## Directives:
1 > Translate this sentence from the post about Hammett into Spanish: "Australia was the one place he had always wanted to visit, and so he was all packed and ready to go."
2 > Carry on the post about Hammett from its final sentence.

## Extract to read:
-=-=-=-=-

I was first aware of Hammett through the movies The Maltese Falcon and the Thin Man series (I have the boxed set of those, and they are so good!  I assume only the first one was based on Hammett's novel).  Years ago I read most of the novels, but it was so long ago I don't remember much about them.  Like Fricka, I also remember the miniseries of The Dain Curse, which starred James Coburn, as I recall; that was after I had read the novels.

 

My 5-in-1 volume of the novels was destroyed in the cat-pee incident (sounds like a mystery title!), but recently Becke has been good enough to start rebuilding my collection with Got Books!  I reread The Glass Key last year, and now I've read The Continental Op short story collection and am working on The Big Knockover, which is mostly Op stories, and the unfinished novel Tulip, which is supposedly of a completely different style and subject matter.  This also has an introduction by Lillian Hellman, which is heavily excerpted in the wikipedia articles Becke quoted.  I also have The Maltese Falcon, and the novel Hammett, which was mentioned in one of Becke's posts as featuring Hammett as the sleuth.  All of this is thanks to Becke - thanks!!!  I had never read the short stories before, and am enjoying them so much!  I also found that I have the only three Sam Spade short stories in another anthology that I have.  I'm hoping that for this monthly feature I can get through all the short stories.  I thought that it was interesting that in one of Becke's posts it says that Spade works outside the law, because the Op usually works very closely with the police.

 

He did lead an interesting life!  I thought the Op might have been based on himself, but I see from Becke's posts that he was apparently based on another operative that Hammett worked with.  There was an interesting story in the intros to both short story collections on how he came to leave the Pinkerton Agency.  Apparently, there was a ship that was arriving in San Francisco from Australia, and on the way some gold it was carrying disappeared.  Hammett was assigned to the case, and he and another operative searched the ship, interviewed the crew, etc., but couldn't find the gold.  Because it was believed to be still on the ship, Hammett was assigned to sail on it back to Australia and hopefully solve the case on the way.  Australia was the one place he had always wanted to visit, and so he was all packed and ready to go.  They decided to search the ship one more time before it departed, and this time they found the gold in a smokestack (where it had not been before).  As a result, Hammett didn't get to go to Australia, and quit that afternoon.  Sounds like fictional story itself!

-=-=-=-=-

## Source data:
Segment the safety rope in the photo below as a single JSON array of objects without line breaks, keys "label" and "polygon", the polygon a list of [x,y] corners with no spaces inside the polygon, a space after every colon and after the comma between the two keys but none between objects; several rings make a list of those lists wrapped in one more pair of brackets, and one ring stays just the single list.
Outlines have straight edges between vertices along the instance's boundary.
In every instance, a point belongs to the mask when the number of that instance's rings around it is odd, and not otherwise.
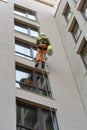
[{"label": "safety rope", "polygon": [[[46,65],[45,65],[46,66]],[[46,72],[48,72],[47,70],[47,67],[46,68]],[[44,86],[45,86],[45,89],[46,89],[46,94],[47,94],[47,98],[48,98],[48,104],[49,104],[49,107],[50,107],[50,113],[51,113],[51,118],[52,118],[52,123],[53,123],[53,128],[54,130],[56,130],[55,128],[55,120],[54,120],[54,116],[53,116],[53,112],[52,112],[52,107],[51,107],[51,104],[50,104],[50,99],[49,99],[49,94],[48,94],[48,90],[47,90],[47,87],[46,87],[46,82],[45,82],[45,76],[44,76],[44,69],[42,69],[42,76],[43,76],[43,80],[44,80]],[[47,86],[49,86],[48,82],[47,82]]]}]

-=-=-=-=-

## Answers for the tasks:
1 > Australia era el único lugar que siempre había querido visitar, así que tenía todo empacado y estaba listo para partir.

2 >
 

A few years later, he was having hemorrhaging from the tuberculosis, and thought he only had months left to live.  He left his wife and daughters, moved to a place by himself, and started writing.  As it turned out, the hemorrhaging eventually stopped, and he lived for years more afterwards.  It seemed very odd that he was accepted into the military in WWII, since he had tuberculosis scars on his lungs; by the end of that war, he had emphysema.

 

According to Hellman, Hammett actually did not even know the names of the contributors to the bail fund, but wouldn't testify that, and only refused to give names.  She didn't really understand why he didn't just say he didn't know and keep himself out of jail.  She also says that he quit drinking in 1948 when he was very ill and the doctor told him that he would be dead in a few months if he continued.  The doctor didn't believe he was capable of quitting, but he did.


He must have been a really fascinating person! His fame certainly didn't make his life any easier, did it?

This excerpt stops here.